Problem set |
(A) Reproduce word for word the part of the InfiniBand passage starting with "The Transport Layer" and going on through "operations, and multicast.".
(B) Extend the passage on InfiniBand channel adapters and the transport layer, picking up after its final sentence.

Text passage |
▽
On servers, the Channel Adapter is usually an HCA or RNIC. It performs the following roles:

Role	Description
WQE fetch	Reads work requests from the Work Queue
DMA	Reads from or writes to host memory or GPU memory
packetization	Generates IBA packets
transport processing	Handles PSN, ACK, retry, ordering, and related functions
completion generation	Writes CQEs into the CQ
link processing	Sends packets through the port into the fabric

The important point is that a Channel Adapter is not just a simple NIC. It is an RDMA transport offload engine.

Because hardware creates packets and handles transport processing instead of the CPU, tail latency and CPU overhead are reduced. NVIDIA Spectrum-X NICs are representative examples.

Transport Layer

The Transport Layer is responsible for QPs, WQEs, packet sequencing, ACKs, retries, and message segmentation and reassembly.

In InfiniBand, a message can be split into multiple packets, and those packets together form one message. InfiniBand messages can include RDMA read/write, send/receive, atomic operations, and multicast.
△
Data shown |
▽
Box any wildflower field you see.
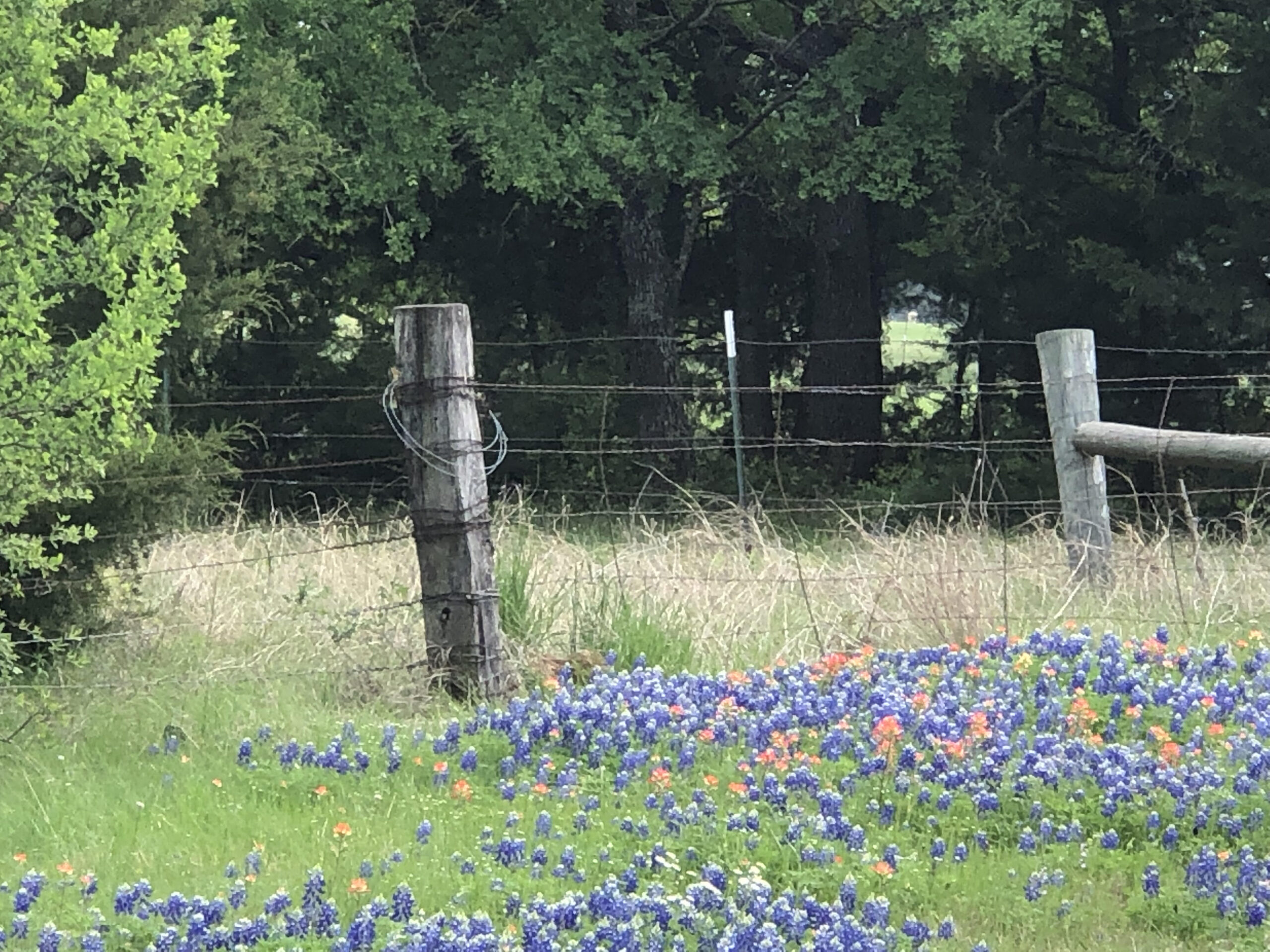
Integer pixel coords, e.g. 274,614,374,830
12,628,1270,952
△
Responses in order |
(A)
The Transport Layer is responsible for QPs, WQEs, packet sequencing, ACKs, retries, and message segmentation and reassembly.

In InfiniBand, a message can be split into multiple packets, and those packets together form one message. InfiniBand messages can include RDMA read/write, send/receive, atomic operations, and multicast.

(B)
In transports such as Reliable Connection (RC), the receiver acknowledges packets, and the sender updates the completion queue after receiving the ACK. NVIDIA/Mellanox InfiniBand introduction material describes the same flow: the receiver acknowledges packets, and the sender receives acknowledgments and updates the completion queue.

Network / Link / PHY Layer

At these layers, IBA packets are generated and transmitted through the fabric. These layers are often grouped together as the Network Layer, but they can be separated as follows:

Layer	Role
Transport Layer	QP, operation, reliability, ordering, ACK, retry
Network Layer	LID/GID-based routing and forwarding between subnets
Link Layer	local link framing, flow control, packet forwarding
PHY Layer	Physical cables, optical/copper media, and symbol transmission

InfiniBand uses a switched fabric topology. Processors are connected through HCAs, and peripherals can be connected through TCAs. These hardware resources are accessed through OFED drivers.

Packet Relay / Fabric

The Packet Relay in the middle can be understood as an InfiniBand switch or a forwarding device inside the fabric.

It is important that the packet relay does not go up to the transport layer. Switches usually do not process end-host QPs or CQEs. They handle packet forwarding and routing. The semantic meaning of an RDMA operation, such as “this is an RDMA Write” or “write to this remote memory address,” is handled by the Channel Adapters on both ends.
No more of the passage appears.